#### Given entries
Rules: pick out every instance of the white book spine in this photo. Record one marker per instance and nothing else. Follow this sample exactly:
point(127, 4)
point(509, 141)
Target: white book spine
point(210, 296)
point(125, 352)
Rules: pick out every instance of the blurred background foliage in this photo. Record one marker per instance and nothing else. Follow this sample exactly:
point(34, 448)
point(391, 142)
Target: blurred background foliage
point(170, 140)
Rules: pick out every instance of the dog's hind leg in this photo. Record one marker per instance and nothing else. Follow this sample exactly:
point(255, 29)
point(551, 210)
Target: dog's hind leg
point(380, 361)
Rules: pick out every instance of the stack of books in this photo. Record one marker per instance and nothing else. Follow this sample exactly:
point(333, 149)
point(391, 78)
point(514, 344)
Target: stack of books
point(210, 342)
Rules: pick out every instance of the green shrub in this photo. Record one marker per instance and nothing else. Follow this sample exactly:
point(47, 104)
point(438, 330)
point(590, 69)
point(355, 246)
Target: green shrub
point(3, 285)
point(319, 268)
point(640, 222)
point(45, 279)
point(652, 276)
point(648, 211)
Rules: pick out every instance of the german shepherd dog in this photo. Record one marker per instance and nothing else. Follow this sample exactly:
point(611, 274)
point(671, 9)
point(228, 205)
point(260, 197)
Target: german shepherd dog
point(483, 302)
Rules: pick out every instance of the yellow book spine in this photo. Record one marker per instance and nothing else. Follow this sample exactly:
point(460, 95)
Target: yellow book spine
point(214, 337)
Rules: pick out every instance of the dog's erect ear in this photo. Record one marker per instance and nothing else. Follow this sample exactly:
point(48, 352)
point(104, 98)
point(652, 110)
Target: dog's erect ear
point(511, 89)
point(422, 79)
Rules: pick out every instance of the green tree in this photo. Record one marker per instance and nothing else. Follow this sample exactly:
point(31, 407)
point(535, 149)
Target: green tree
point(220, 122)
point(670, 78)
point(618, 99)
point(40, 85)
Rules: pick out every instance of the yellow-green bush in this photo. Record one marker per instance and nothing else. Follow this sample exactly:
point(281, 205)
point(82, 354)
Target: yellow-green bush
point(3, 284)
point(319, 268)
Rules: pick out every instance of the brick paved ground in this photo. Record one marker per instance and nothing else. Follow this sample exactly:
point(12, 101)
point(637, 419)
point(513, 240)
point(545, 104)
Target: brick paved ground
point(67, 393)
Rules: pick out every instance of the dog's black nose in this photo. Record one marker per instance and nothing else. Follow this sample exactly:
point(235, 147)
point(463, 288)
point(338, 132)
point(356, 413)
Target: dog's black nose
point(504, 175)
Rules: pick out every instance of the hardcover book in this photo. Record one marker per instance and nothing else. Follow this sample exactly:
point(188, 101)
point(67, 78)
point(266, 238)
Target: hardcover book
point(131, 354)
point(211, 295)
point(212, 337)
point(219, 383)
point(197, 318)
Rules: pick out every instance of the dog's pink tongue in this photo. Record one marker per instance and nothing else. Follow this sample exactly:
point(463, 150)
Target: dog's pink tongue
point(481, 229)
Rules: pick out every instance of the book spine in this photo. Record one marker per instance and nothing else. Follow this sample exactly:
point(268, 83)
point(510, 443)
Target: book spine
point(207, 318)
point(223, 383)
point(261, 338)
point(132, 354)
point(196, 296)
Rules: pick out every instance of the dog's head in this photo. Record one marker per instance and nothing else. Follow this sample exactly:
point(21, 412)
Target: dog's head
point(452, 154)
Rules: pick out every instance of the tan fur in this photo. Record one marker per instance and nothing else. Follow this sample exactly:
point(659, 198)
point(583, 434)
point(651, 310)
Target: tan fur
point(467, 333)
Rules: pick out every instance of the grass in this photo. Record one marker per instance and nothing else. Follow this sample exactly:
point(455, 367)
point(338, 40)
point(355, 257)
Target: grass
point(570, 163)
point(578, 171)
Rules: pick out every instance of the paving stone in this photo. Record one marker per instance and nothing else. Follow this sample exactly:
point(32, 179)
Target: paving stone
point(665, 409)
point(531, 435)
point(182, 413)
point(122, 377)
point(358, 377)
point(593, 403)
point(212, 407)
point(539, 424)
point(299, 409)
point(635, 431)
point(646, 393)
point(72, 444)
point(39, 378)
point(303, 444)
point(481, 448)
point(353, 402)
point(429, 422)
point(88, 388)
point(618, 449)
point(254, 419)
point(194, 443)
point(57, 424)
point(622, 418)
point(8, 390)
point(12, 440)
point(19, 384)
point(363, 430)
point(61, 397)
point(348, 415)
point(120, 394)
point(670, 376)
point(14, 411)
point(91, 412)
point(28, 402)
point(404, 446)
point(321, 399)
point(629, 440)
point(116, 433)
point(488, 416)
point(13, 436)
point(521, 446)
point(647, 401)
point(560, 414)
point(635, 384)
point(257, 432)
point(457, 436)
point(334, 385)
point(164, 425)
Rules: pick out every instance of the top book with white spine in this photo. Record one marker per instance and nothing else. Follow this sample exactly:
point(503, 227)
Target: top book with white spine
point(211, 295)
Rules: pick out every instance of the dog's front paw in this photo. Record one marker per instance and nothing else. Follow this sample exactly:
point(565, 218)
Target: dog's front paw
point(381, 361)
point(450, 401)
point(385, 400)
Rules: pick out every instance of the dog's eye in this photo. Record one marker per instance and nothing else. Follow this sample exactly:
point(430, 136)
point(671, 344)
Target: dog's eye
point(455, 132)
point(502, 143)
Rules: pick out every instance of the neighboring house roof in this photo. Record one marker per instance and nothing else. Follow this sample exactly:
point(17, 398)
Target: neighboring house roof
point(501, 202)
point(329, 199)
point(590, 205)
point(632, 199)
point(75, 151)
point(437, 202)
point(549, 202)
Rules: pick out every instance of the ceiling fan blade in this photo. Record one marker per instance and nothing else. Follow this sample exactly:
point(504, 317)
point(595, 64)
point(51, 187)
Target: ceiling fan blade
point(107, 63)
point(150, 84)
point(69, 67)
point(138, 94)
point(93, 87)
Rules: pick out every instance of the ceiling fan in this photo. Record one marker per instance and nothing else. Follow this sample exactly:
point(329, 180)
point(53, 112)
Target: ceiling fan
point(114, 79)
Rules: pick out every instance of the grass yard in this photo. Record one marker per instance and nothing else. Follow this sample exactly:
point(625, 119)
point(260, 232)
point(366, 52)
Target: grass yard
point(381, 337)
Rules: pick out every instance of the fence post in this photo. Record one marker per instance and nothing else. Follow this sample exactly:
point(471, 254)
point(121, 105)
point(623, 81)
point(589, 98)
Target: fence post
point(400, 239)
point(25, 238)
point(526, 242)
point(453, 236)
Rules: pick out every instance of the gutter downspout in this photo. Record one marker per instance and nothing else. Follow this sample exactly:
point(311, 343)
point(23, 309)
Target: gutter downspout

#### Task to carry out
What is the number of lines in the records that include the word "downspout"? Answer with that number only.

#### Solution to this problem
2